▶ Статья
*-*-*

Юрий Павлов. ВЕЛИКАЯ ТОЛЕРАНЦИЯ И ДИССИДЕНТСТВО

№ 2006 / 31, 23.02.2015

Заметки на полях статей и дневника Владимира Лакшина

      
     lakshin1

    Из многочисленных записей Твардовского разных лет следует, что с «Одного дня…» собственно и начинается новый «Новый мир», а рассказ Солженицына – своеобразная точка отсчёта в деятельности главного редактора и всего журнала. Вполне естественно, что идеолог «Нового мира» В. Лакшин в 1964 году одним из первых откликнулся на явление Солженицына программной статьёй «Иван Денисович, его друзья и недруги». В 1989 году в предисловии к книге, названном символично «Четверть века спустя», Владимир Яковлевич утверждает, что Александр Солженицын стоял у истоков возрождения художественного реализма в литературе. Думаю, следовало пояснить, когда и на ком этот реализм прервался, а также каковы его принципы, ибо литературный процесс 40-х – 50-х годов (например «Возвращение» А. Платонова или «Поморка» Ю.Казакова) свидетельствует о жизни реализма. В таком случае, что тогда возрождал А.Солженицын? 
     Вызывает вопрос и мысль В.Лакшина о том, что автор «Одного дня…» открыл возможность свободного дыхания для Ф.Абрамова, Ч.Айтматова, С.Залыгина, Б.Можаева, В.Быкова… Свободное дыхание у большинства из названных и неназванных авторов, которые традиционно звучат в этой связи, было ещё до публикации рассказа Александра Солженицына. Назову лишь статью «Люди колхозной деревни в послевоенной литературе» (1954) и роман «Братья и сёстры» (1958) Фёдора Абрамова. К тому же Лакшин и в 1964, и в 1989 году, как и многие авторы разных направлений, не замечает тенденциозность, заданность «свободного дыхания» Солженицына уже в «Одном дне…». 
     Через 25 лет после выхода статьи «Иван Денисович, его друзья и недруги» В.Лакшин признаёт свою частичную неправоту: «несколько «пережал», восхищаясь сценой кладки стены на строительстве Соцгородка. Ведь это прежде всего труд заключённых, труд не свободный, подневольный <…>; за лагерной колючкой все, за исключением заведомых стукачей и мерзавцев, были несчастными, страдающими от деспотизма людьми». Высказывание В.Лакшина совпадает по смыслу с многочисленными суждениями В.Гроссмана в романе «Жизнь и судьба». В отличие от этих авторов известный славянофил К.Аксаков ещё в XIX веке высказал справедливую мысль в статье «Рабство и свобода»: свобода – понятие не внешнее, а внутреннее. И в лагере можно быть свободным, утверждает в повести «Правила игры» Л.Бородин, знающий «колючку» не понаслышке.

*-*-*

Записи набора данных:
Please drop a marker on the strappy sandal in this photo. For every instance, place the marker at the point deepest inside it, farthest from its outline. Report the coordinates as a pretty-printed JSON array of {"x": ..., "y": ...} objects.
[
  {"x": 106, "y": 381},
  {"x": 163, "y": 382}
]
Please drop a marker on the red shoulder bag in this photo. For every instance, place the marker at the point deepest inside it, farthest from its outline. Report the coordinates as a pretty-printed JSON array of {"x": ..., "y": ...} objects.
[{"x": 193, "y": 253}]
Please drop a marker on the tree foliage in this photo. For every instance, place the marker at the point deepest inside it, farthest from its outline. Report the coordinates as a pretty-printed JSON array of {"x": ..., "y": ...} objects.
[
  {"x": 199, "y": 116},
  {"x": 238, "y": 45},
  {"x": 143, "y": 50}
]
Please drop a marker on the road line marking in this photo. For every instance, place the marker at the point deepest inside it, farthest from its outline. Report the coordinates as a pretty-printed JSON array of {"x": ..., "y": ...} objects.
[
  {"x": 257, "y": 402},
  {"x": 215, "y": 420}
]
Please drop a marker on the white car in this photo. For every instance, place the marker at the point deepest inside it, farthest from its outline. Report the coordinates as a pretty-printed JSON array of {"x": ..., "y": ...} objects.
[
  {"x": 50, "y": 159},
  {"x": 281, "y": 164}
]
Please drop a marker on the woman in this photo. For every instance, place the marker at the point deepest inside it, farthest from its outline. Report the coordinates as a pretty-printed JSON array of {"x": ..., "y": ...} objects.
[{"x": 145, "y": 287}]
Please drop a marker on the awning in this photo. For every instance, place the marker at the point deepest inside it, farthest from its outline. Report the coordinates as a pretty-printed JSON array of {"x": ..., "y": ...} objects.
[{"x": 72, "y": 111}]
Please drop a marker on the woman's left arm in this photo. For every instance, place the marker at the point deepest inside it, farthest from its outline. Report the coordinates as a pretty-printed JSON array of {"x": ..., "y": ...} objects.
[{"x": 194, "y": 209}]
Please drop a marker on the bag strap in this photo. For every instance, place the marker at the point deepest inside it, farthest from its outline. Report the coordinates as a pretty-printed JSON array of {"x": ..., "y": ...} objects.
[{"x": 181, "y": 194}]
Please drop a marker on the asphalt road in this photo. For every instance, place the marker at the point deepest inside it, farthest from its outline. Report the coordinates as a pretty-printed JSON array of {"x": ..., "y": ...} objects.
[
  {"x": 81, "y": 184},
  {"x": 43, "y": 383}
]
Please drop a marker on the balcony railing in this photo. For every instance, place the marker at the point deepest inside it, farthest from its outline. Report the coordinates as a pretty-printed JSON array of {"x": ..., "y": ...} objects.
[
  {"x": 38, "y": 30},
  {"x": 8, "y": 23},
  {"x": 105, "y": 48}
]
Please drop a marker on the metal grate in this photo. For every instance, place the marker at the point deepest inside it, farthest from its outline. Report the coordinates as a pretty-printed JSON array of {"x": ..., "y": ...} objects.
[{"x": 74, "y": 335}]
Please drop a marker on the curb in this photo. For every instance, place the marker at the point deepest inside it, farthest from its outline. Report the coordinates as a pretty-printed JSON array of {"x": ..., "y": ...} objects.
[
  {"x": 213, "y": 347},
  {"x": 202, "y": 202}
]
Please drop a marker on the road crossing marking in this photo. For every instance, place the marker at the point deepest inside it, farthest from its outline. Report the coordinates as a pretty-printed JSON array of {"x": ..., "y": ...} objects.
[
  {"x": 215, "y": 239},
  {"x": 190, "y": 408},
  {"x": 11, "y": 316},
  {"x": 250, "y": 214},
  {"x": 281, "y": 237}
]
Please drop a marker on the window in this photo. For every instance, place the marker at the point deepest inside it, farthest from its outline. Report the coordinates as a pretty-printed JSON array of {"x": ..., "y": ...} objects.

*-*-*

▶ Задания
- a) Согласно статье, в каком году В. Лакшин откликнулся на явление Солженицына статьёй «Иван Денисович, его друзья и недруги»?
- b) Перепишите из статьи дословно фрагмент от слов «Из многочисленных записей Твардовского разных» до слов «тогда возрождал А.Солженицын?» включительно.
- c) Продолжите статью о Лакшине и Солженицыне после её последнего предложения.
Записи взяты из другого источника.

▶ Решённые задания
- a) В 1964 году.

- b)
Из многочисленных записей Твардовского разных лет следует, что с «Одного дня…» собственно и начинается новый «Новый мир», а рассказ Солженицына – своеобразная точка отсчёта в деятельности главного редактора и всего журнала. Вполне естественно, что идеолог «Нового мира» В. Лакшин в 1964 году одним из первых откликнулся на явление Солженицына программной статьёй «Иван Денисович, его друзья и недруги». В 1989 году в предисловии к книге, названном символично «Четверть века спустя», Владимир Яковлевич утверждает, что Александр Солженицын стоял у истоков возрождения художественного реализма в литературе. Думаю, следовало пояснить, когда и на ком этот реализм прервался, а также каковы его принципы, ибо литературный процесс 40-х – 50-х годов (например «Возвращение» А. Платонова или «Поморка» Ю.Казакова) свидетельствует о жизни реализма. В таком случае, что тогда возрождал А.Солженицын?

- c)
     Это не понимают В.Лакшин и В.Гроссман. Последний в своём романе приходит к внешне-механическому, примитивно-искусственному делению жизни человека на лагерь – несвободу и на лагерь – свободу, где личность, по словам В.Гроссмана, «не может быть несчастлива». Интересно, как отнеслись бы светочи «левой» мысли к высказываниям Олега Волкова и Леонида Бородина (отсидевших соответственно 28 и 12 лет), в которых утверждается, что в заключении они были не только свободны, но и счастливы. Бородин в лагере испытал наиболее счастливые минуты в своей жизни, а Волков говорил, что любому человеку, особенно писателю, полезно посидеть. 
     Очевидно и другое: В.Лакшин и В.Гроссман абсолютизируют, фетишизируют свободу, что, по словам того же К.Аксакова, является формой рабства. Лакшин и Гроссман, как и их единомышленники, предшественники и последователи, – слепые пленники «свободы». 
     В статьях и дневнике В.Лакшина даются и точные оценки А.Солженицыну, прежде всего человеку. И не грех сегодня различным певцам Александра Исаевича прокомментировать высказывания Владимира Яковлевича. При этом уровень эмоций и обвинений, что в своё время продемонстрировал Борис Можаев, вряд ли продуктивен. 
     В работе «Солженицын, Твардовский и «Новый мир» В.Лакшин, прибегая к помощи риторического вопроса, утверждает: «Он думает, что воюет с «режимом», с «идеологией». Но не воюет ли он уже с многомиллионным народом, населяющим эту страну». Таким образом, Лакшин, наверное, первым отметил важнейшую особенность мировоззрения Солженицына, на которую позже на примере прозы и публицистики указали многие «правые». Важно и то, что данная характеристика применима и к большинству других борцов и якобы борцов с режимом.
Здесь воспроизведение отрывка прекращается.